=== ARTICLE ===
━━━━━━━━━━━━━━━━━━━━━━━━━━━━━━

Today is October 13th, 2014.
Two days ago, I did something in which I had no clue whether it was going to be a success or not. I had a book signing party. At a local restaurant. And it turned out to be – in my opinion – a great success.
I thought you all might like to hear about my experiences, how I organized the event and what I might do differently if I do another book signing event.
First off, let me say that this idea originated about a year or so ago when I heard my good friend, Chris Otto, did something very similar in his home town of Richmond, Virginia. Chris told me that he has established a relationship with a local restaurant and approached them about hosting his book signing event. He reserved the outside patio for that restaurant and supplied a small amount of appetizers for everyone that showed up to his event. He held the event in the evening and many people stayed and had a full course meal – which, of course, made the restaurant owners very happy.

━━━━━━━━━━━━━━━━━━━━━━━━━━━━━━

=== PROVIDED DATA ===

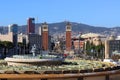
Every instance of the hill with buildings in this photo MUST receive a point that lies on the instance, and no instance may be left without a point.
(76, 27)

━━━━━━━━━━━━━━━━━━━━━━━━━━━━━━

=== OBJECTIVE 1 ===
In the book signing post, where did Chris Otto hold his book signing event?
=== OBJECTIVE 2 ===
Echo the stretch of the book signing post that begins at the words "I thought you" and stops after "owners very happy.".
Nothing in the lines is needed here.

=== WRITTEN RESPONSE 1 ===
On the outside patio of a local restaurant in his home town of Richmond, Virginia.

=== WRITTEN RESPONSE 2 ===
I thought you all might like to hear about my experiences, how I organized the event and what I might do differently if I do another book signing event.
First off, let me say that this idea originated about a year or so ago when I heard my good friend, Chris Otto, did something very similar in his home town of Richmond, Virginia. Chris told me that he has established a relationship with a local restaurant and approached them about hosting his book signing event. He reserved the outside patio for that restaurant and supplied a small amount of appetizers for everyone that showed up to his event. He held the event in the evening and many people stayed and had a full course meal – which, of course, made the restaurant owners very happy.